= Beginning of Section =
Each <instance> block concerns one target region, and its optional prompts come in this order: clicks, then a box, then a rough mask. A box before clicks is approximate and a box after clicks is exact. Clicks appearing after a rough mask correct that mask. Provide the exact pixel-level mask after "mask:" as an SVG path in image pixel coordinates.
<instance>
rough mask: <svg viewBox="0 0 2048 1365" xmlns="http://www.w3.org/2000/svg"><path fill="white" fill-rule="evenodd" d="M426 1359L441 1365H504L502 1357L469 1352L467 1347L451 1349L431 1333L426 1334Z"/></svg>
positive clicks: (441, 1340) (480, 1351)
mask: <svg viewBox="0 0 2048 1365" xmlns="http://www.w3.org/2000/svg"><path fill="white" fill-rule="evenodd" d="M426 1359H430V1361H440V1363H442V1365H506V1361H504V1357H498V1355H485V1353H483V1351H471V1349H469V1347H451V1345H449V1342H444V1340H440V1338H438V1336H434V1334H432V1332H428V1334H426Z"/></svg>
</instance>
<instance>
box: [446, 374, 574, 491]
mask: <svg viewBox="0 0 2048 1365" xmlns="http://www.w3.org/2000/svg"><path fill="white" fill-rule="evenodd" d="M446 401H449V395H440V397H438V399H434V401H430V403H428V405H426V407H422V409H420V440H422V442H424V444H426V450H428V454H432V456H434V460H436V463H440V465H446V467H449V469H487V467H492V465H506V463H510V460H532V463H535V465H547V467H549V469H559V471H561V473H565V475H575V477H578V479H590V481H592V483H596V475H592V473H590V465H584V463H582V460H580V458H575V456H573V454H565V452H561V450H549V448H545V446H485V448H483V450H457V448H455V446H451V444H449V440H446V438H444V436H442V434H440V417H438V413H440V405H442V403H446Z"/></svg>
= End of Section =
▶ _Problem to work on_:
Can you reproduce every entry above word for word, leaving nothing out?

▶ _Task answer_:
Each <instance> block concerns one target region, and its optional prompts come in this order: clicks, then a box, then a rough mask. A box before clicks is approximate and a box after clicks is exact. Clicks appearing after a rough mask correct that mask. Provide the exact pixel-level mask after "mask:" as an SVG path in image pixel coordinates.
<instance>
rough mask: <svg viewBox="0 0 2048 1365" xmlns="http://www.w3.org/2000/svg"><path fill="white" fill-rule="evenodd" d="M426 1359L441 1365H504L502 1357L469 1352L467 1347L451 1349L431 1333L426 1334Z"/></svg>
positive clicks: (441, 1340) (480, 1351)
mask: <svg viewBox="0 0 2048 1365" xmlns="http://www.w3.org/2000/svg"><path fill="white" fill-rule="evenodd" d="M426 1359H430V1361H440V1363H442V1365H506V1361H504V1357H498V1355H485V1353H483V1351H471V1349H469V1347H451V1345H449V1342H444V1340H440V1338H438V1336H434V1334H432V1332H428V1334H426Z"/></svg>
</instance>
<instance>
box: [446, 374, 574, 491]
mask: <svg viewBox="0 0 2048 1365" xmlns="http://www.w3.org/2000/svg"><path fill="white" fill-rule="evenodd" d="M446 401H449V395H440V397H438V399H434V401H430V403H428V405H426V407H422V409H420V440H422V442H424V444H426V450H428V454H432V456H434V460H436V463H440V465H446V467H449V469H487V467H492V465H506V463H510V460H532V463H535V465H547V467H549V469H559V471H561V473H565V475H575V477H578V479H590V481H592V483H596V475H592V473H590V465H584V463H582V460H580V458H575V456H573V454H565V452H561V450H549V448H545V446H485V448H483V450H457V448H455V446H451V444H449V440H446V438H444V436H442V434H440V417H438V413H440V405H442V403H446Z"/></svg>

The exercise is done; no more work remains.